> **Exercise instructions**: Search the data for the string "stone", and report each line where it is found.

> **Extracted data**:
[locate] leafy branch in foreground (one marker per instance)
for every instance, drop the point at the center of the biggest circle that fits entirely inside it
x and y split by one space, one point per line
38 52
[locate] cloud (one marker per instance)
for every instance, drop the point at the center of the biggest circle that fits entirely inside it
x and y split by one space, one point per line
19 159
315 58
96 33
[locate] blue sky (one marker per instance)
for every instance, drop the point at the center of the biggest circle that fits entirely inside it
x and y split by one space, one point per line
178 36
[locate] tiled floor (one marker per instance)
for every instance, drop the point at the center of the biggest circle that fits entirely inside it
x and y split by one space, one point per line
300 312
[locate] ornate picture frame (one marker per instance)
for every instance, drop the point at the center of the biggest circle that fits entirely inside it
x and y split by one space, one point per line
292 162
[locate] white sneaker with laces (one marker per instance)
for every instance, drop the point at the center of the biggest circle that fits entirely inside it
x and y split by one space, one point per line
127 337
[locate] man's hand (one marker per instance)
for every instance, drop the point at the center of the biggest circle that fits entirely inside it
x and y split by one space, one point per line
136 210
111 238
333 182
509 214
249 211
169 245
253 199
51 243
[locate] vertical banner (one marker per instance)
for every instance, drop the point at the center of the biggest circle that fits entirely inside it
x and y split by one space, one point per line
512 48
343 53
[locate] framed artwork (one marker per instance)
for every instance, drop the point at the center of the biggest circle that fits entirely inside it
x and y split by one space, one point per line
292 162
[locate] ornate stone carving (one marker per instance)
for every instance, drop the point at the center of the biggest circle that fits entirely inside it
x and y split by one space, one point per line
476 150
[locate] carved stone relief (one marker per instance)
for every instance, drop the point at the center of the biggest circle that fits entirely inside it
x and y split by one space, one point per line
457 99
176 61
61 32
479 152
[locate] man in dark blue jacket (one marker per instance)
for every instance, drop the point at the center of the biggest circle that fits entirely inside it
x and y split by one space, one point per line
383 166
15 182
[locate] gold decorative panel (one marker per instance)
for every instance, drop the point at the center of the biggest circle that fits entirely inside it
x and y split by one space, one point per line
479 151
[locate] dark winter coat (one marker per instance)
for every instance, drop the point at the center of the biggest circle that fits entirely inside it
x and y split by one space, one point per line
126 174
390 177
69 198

> **Completed exercise**:
[locate] ornate stone carving (one marker per instance)
[locate] carved stone relief (one marker per instance)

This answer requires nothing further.